PAGE EXTRACT →
________________________
Seven Qualities (Or Questions) For a Life Partnership

You’ve met that special someone and already you’re fantasizing about your time together. If you’re younger, you may be picturing what your children would look like, how their last name or their family might fit with yours, and playing and traveling and eventually growing old together. That’s natural, but if you want to improve upon the formidable odds of that actually coming to fruition, give it some more honest thought. As a life partnership, this will inevitably boil down to someone you can help and will help you on a daily basis.

Good looks, sexual chemistry, common interests, being both interested and interesting, financial or social status, and the like may get us interested in someone as a life partner, but here are seven qualities I have posed in the form of seven questions that will mean so much more to having your relationship work in the longer run. These apply equally whether you are a man or a woman, and your honest answers to these questions could be instrumental to your sustained future happiness together.

1.  Do they have a light loving touch and good (compatible) sense of humor? It’s not just one thing to make you laugh or to laugh at your jokes, but how do they see life and does that transfer into a light and uplifting or heavy, downtrodden approach? Is their attitude based on fear or love? Folks with a truly complete loving sense of humor about life are not prone to obsessive worrying, anger, or stinginess. How do they perform under stress and pressure? You are going to have obstacles come up and how might they deal with them lightly?

2.  Do they have a compatible energy? Opposites may attract, but be cognizant of issues such as anger, self-esteem, and insecurity. How do they treat others outside of your relationship (family, co-workers, service people, neighbors, friends, authority figures, etc.). And for their physical energy, are they sedentary when you are anxious to get going? Are they doers or watchers? Do they attract drama or not? Do the basic aspects of their life such as available time work with yours?
________________________
MATERIAL PROVIDED →
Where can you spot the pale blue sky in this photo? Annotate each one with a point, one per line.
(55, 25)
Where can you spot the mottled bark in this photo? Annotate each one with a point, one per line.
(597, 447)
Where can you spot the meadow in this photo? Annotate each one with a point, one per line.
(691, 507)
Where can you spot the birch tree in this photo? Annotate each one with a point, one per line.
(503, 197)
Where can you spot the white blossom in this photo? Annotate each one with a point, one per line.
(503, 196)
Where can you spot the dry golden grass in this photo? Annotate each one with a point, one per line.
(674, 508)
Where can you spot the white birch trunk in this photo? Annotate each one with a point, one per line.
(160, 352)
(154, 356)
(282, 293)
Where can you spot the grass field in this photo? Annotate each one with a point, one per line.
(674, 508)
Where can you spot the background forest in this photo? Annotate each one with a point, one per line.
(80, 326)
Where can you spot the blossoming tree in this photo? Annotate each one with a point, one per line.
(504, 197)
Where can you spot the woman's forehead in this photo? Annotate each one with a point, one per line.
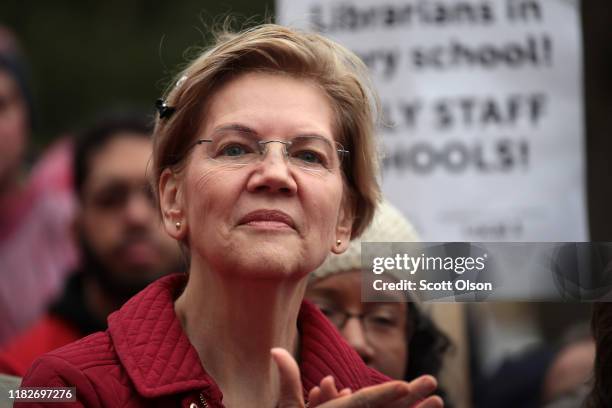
________________________
THE TASKS →
- A) Can you copy the passage of the life partnership article starting at "1.  Do they" and ending at "with them lightly?"?
- B) In the life partnership article, what are people with a truly complete loving sense of humor about life not prone to?
- C) Under the question about compatible energy, which issues does the life partnership article say to be cognizant of?

ANSWER SET →
- A)
1.  Do they have a light loving touch and good (compatible) sense of humor? It’s not just one thing to make you laugh or to laugh at your jokes, but how do they see life and does that transfer into a light and uplifting or heavy, downtrodden approach? Is their attitude based on fear or love? Folks with a truly complete loving sense of humor about life are not prone to obsessive worrying, anger, or stinginess. How do they perform under stress and pressure? You are going to have obstacles come up and how might they deal with them lightly?

- B) Obsessive worrying, anger, or stinginess.

- C) Anger, self-esteem, insecurity